[Region pointing data]
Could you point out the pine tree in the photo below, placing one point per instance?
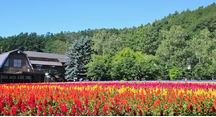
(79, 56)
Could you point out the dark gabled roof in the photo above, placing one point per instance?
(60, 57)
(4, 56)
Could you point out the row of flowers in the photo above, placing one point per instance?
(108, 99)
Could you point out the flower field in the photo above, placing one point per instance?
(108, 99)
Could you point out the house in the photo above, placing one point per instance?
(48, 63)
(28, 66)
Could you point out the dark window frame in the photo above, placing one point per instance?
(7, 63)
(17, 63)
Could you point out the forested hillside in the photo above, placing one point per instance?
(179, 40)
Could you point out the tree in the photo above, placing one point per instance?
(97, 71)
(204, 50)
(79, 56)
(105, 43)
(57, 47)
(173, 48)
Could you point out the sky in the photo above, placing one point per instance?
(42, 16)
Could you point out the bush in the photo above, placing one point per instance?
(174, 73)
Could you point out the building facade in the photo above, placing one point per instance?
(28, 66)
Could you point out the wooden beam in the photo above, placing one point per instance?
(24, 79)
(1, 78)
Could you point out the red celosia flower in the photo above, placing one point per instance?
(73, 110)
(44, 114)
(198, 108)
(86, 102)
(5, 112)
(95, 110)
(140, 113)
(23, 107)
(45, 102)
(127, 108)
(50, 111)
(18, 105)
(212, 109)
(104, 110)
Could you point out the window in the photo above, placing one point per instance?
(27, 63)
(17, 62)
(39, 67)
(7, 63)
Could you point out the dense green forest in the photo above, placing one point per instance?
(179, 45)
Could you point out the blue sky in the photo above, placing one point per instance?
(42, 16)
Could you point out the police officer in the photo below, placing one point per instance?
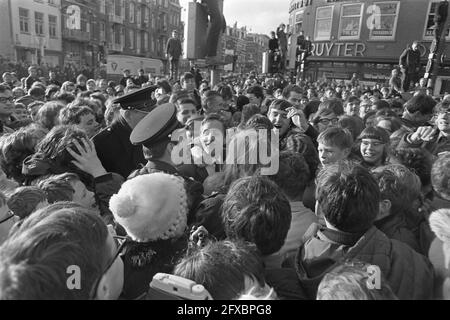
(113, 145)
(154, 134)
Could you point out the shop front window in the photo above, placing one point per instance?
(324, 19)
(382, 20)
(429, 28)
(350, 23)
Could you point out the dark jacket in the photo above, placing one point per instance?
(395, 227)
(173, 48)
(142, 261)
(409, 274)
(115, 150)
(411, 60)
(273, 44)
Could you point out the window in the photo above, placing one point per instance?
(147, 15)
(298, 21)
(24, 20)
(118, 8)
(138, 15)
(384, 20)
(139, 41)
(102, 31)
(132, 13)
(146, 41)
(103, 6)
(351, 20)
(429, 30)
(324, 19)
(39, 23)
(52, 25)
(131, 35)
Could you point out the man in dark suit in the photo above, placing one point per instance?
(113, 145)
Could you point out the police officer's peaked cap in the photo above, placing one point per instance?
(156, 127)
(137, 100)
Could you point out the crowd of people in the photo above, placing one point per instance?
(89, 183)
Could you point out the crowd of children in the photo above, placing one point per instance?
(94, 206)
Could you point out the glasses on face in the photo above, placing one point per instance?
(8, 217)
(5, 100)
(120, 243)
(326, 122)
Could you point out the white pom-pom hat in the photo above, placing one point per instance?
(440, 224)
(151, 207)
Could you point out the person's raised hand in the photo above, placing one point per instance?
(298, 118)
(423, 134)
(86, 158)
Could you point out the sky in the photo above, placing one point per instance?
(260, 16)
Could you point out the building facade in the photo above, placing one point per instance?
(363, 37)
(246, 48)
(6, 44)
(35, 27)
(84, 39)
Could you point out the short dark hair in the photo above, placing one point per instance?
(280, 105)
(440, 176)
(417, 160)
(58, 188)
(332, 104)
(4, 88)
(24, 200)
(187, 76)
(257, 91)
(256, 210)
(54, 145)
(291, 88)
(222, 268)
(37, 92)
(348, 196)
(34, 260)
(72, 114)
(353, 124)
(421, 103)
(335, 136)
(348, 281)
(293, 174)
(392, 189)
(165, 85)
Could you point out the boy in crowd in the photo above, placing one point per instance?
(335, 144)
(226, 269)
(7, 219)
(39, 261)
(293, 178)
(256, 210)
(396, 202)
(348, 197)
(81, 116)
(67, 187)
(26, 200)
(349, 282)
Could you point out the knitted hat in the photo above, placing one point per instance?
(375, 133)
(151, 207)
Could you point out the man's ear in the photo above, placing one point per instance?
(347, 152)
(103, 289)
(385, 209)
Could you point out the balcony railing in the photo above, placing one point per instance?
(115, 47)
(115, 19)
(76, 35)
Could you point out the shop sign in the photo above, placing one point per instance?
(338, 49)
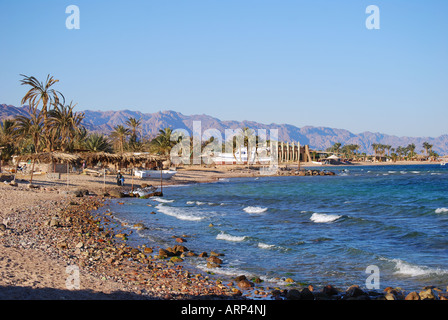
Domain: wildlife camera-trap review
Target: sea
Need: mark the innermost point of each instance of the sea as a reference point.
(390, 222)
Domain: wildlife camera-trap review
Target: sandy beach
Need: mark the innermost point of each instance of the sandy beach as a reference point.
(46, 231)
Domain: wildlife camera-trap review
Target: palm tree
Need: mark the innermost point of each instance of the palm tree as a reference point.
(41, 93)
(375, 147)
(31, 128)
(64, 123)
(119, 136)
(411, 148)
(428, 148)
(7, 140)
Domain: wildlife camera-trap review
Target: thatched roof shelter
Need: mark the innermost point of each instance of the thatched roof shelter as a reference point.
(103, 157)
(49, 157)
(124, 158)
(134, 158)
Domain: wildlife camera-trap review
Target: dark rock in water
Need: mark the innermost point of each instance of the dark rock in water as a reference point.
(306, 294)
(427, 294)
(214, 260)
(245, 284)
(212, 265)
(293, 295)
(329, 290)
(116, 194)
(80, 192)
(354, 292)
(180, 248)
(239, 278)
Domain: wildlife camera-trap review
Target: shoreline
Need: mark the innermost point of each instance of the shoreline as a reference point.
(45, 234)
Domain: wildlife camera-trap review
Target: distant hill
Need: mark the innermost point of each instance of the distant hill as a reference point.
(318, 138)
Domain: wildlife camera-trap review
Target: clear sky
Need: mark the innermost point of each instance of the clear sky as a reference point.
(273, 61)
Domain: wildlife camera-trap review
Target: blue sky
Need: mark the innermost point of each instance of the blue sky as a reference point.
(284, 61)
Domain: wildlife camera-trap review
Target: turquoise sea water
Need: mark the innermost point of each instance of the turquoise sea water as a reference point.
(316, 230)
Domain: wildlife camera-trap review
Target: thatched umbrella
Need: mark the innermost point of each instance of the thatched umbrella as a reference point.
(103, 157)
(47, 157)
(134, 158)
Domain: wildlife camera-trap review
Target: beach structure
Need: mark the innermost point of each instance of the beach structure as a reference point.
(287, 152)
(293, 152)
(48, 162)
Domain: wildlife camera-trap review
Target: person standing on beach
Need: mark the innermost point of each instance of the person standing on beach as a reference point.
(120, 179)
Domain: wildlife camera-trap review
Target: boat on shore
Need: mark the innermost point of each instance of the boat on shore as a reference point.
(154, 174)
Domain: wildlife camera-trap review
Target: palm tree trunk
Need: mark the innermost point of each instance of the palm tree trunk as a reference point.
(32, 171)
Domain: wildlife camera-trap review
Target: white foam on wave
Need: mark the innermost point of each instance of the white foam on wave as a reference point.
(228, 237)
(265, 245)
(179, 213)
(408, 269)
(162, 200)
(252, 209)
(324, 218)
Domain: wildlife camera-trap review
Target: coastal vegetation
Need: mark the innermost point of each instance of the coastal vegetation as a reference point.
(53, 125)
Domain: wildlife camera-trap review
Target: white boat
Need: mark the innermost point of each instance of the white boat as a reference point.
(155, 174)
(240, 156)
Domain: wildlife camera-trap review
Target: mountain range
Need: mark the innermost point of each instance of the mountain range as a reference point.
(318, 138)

▶ _Task_
Please return the entries above exactly as they appear, but without the pictures.

▶ _Solution for this task_
Could you point out the pine tree in the photo below, placing one point per instance?
(79, 56)
Could you point out the dark gabled roof in the photo above, placing one point per instance?
(60, 57)
(4, 56)
Could you point out the row of flowers in the photo above, placing one point per instance?
(108, 99)
Could you point out the flower field in the photo above, placing one point per instance?
(108, 99)
Could you point out the house in the photo above, placing one point per instance?
(48, 63)
(28, 66)
Could you point out the dark window frame in the photo above, placing one point per instance?
(7, 63)
(17, 63)
Could you point out the forested hillside in the photo above, placing one point per instance?
(179, 40)
Could you point out the tree in the photo above, placing one point per instance?
(97, 71)
(204, 50)
(79, 56)
(105, 43)
(57, 47)
(173, 48)
Could you point out the sky in the photo above, placing one point per instance?
(42, 16)
Could you point out the bush in the photo above, placing one point per instance?
(174, 73)
Could you point out the building facade in the photo above, placing one point per instance?
(28, 66)
Could you point out the wooden beam in the photo above, placing one point per instance?
(24, 79)
(1, 78)
Could you point out the red celosia flower in the photo above, placing one point per instance?
(73, 110)
(44, 114)
(198, 108)
(86, 102)
(5, 112)
(95, 110)
(140, 113)
(23, 107)
(45, 102)
(127, 108)
(50, 111)
(18, 105)
(212, 109)
(104, 110)
Could you point out the window in the photo above, placing one point per instance?
(27, 63)
(17, 62)
(39, 67)
(7, 63)
Could you point out the dense green forest in the photo above, placing one point per instance?
(179, 45)
Could you point out the blue sky in the photo above, placing one point per instance?
(42, 16)
Could you point out the police officer in the photo below, placing one point per instance?
(113, 145)
(154, 134)
Could you point out the shop front window in the photo above, placing one point per instance?
(324, 19)
(382, 20)
(429, 28)
(350, 23)
Could you point out the dark jacket in the photo above, placing one point per instance?
(395, 227)
(173, 48)
(142, 261)
(409, 274)
(115, 150)
(411, 60)
(273, 44)
Could you point out the window in the photo above, placing one point per instance?
(147, 15)
(298, 21)
(24, 20)
(118, 8)
(138, 15)
(384, 20)
(139, 41)
(102, 31)
(132, 13)
(146, 41)
(103, 6)
(351, 20)
(429, 30)
(324, 19)
(39, 23)
(52, 25)
(131, 35)
Could you point out the man in dark suit in the photo above, placing one point per instance?
(113, 145)
Could you point out the police officer's peaked cap in the photo above, placing one point per instance?
(156, 127)
(137, 100)
Could you point out the crowd of people in the photo above, placing one point per instance?
(89, 183)
Could you point out the crowd of children in the photo above, placing one point per instance?
(94, 206)
Could you point out the glasses on face in the photo above, placing one point per instance?
(8, 217)
(5, 100)
(120, 243)
(326, 122)
Could you point out the white pom-pom hat in the photo above, placing one point per instance?
(440, 224)
(151, 207)
Could you point out the person's raised hand in the photo above, placing one point per instance?
(298, 118)
(423, 134)
(86, 158)
Could you point out the sky in the photo above, placing one point per instance?
(260, 16)
Could you point out the building facade in the photo above, placing one point per instance?
(363, 37)
(246, 48)
(6, 44)
(35, 27)
(84, 39)
Could you point out the short dark hair in the photo above, placing one point per instance?
(280, 105)
(440, 176)
(417, 160)
(58, 188)
(332, 104)
(4, 88)
(24, 200)
(187, 76)
(257, 91)
(256, 210)
(54, 145)
(291, 88)
(222, 268)
(37, 92)
(348, 196)
(34, 260)
(72, 114)
(353, 124)
(421, 103)
(335, 136)
(348, 281)
(293, 174)
(392, 189)
(165, 85)
Could you point out the boy in crowd in the photo above, placing one point per instance?
(335, 144)
(226, 269)
(7, 219)
(39, 261)
(293, 178)
(256, 210)
(396, 202)
(348, 197)
(81, 116)
(67, 187)
(26, 200)
(349, 282)
Could you point out the knitted hat in the photo above, placing one point per instance?
(375, 133)
(151, 207)
Could you point out the man's ear in the photo above, placing one point per instance?
(347, 152)
(103, 289)
(385, 209)
Could you point out the balcony railing in the photo above, placing one point per instance?
(115, 47)
(115, 19)
(76, 35)
Could you point out the shop sign in the photo above, placing one point per instance?
(338, 49)
Domain: wildlife camera-trap review
Target: sea
Need: mark the innermost point of each instance of the sea as a reference point.
(390, 222)
Domain: wildlife camera-trap review
Target: sandy beach
Need: mark the innermost point of each instance of the sandy beach as a reference point.
(46, 231)
Domain: wildlife camera-trap review
Target: palm tree
Need: mark the innermost point of each instance of the palm tree as a reference point.
(41, 93)
(375, 147)
(31, 128)
(64, 123)
(119, 136)
(411, 148)
(428, 148)
(7, 140)
Domain: wildlife camera-trap review
Target: thatched roof shelter
Need: mark the innermost point of each instance of the thatched roof shelter as a reference point.
(103, 157)
(49, 157)
(124, 158)
(134, 158)
Domain: wildlife camera-trap review
Target: dark rock in water
Need: mark the innermost point of each instance of the dark rock in water as a reference point.
(306, 294)
(427, 294)
(214, 260)
(245, 284)
(212, 265)
(293, 295)
(329, 290)
(116, 194)
(80, 192)
(354, 292)
(180, 248)
(239, 278)
Domain: wildlife camera-trap review
Target: shoreline
Need: mark the innermost point of each instance of the shoreline as a reference point.
(45, 234)
Domain: wildlife camera-trap review
Target: distant hill
Need: mark the innermost point of each instance of the distant hill as a reference point.
(318, 138)
Domain: wildlife camera-trap review
Target: clear sky
Need: mark the innermost point of each instance of the clear sky as a reference point.
(273, 61)
Domain: wildlife camera-trap review
Target: blue sky
Need: mark the innermost point of each instance of the blue sky as a reference point.
(284, 61)
Domain: wildlife camera-trap review
Target: turquoise sea water
Need: mark the innermost point of each instance of the turquoise sea water as a reference point.
(316, 230)
Domain: wildlife camera-trap review
Target: thatched umbrella
Need: mark the innermost point of each instance of the thatched umbrella as a reference point.
(103, 157)
(47, 157)
(134, 158)
Domain: wildlife camera-trap review
Target: beach structure
Need: mark the innermost point of each instance of the beach structure as a reference point.
(287, 152)
(293, 152)
(48, 162)
Domain: wildlife camera-trap review
Target: person standing on beach
Need: mark the innermost point of each instance of the person standing on beach as a reference point.
(120, 179)
Domain: wildlife camera-trap review
Target: boat on shore
Need: mark the innermost point of each instance of the boat on shore as a reference point.
(154, 174)
Domain: wildlife camera-trap review
Target: palm tree trunk
Need: mark the innermost point of each instance of the palm tree trunk as a reference point.
(32, 171)
Domain: wildlife camera-trap review
Target: white foam on wave
Need: mark the innermost point of each instance of the white foam on wave as a reference point.
(228, 237)
(265, 245)
(179, 213)
(408, 269)
(162, 200)
(252, 209)
(324, 218)
Domain: wildlife camera-trap review
Target: coastal vegetation
Need: mark the innermost point of each instance of the coastal vegetation as a reference point.
(53, 125)
Domain: wildlife camera-trap review
Target: white boat
Need: mark the innermost point of each instance of the white boat as a reference point.
(155, 174)
(240, 156)
Domain: wildlife camera-trap review
Target: mountain range
Need: mark the innermost point of each instance of the mountain range as a reference point.
(318, 138)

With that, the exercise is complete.